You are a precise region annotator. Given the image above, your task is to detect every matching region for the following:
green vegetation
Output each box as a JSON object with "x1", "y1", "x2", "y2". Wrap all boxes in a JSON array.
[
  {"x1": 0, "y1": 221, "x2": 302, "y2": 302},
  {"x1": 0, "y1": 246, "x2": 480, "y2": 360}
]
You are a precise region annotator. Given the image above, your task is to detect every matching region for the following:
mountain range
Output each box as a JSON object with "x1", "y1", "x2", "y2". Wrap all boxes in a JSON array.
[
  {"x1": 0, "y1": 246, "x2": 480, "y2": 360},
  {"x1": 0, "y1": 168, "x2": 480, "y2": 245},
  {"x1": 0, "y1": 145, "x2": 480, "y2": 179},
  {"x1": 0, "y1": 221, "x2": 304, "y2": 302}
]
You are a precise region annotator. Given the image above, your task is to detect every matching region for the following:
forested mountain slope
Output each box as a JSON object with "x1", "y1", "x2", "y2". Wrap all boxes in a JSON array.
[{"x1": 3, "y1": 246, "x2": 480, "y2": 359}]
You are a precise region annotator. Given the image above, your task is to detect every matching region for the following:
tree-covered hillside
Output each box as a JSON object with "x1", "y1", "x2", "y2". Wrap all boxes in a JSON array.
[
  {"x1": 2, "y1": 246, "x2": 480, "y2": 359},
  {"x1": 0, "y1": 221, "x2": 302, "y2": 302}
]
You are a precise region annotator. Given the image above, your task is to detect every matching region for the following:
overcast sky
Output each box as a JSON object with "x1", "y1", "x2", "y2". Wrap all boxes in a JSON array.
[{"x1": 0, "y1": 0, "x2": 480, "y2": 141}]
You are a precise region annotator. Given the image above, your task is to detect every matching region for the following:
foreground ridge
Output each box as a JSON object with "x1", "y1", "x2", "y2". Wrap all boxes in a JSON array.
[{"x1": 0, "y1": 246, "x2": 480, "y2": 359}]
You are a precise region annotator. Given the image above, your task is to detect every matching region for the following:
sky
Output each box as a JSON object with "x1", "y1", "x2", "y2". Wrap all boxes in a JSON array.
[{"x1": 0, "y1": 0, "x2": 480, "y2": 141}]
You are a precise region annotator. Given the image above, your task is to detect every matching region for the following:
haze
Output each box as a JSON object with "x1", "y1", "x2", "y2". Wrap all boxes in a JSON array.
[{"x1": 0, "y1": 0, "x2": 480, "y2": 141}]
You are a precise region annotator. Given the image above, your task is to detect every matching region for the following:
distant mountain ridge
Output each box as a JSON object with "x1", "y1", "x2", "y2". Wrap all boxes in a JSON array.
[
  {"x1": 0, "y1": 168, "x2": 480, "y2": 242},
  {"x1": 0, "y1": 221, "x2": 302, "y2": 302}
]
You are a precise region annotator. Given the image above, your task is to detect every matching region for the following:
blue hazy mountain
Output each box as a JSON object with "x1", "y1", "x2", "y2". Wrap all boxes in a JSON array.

────

Copy out every line of the items above that contains the word "mountain", and treat uppercase and lowercase letters as different.

mountain range
forested mountain slope
distant mountain ridge
blue hazy mountain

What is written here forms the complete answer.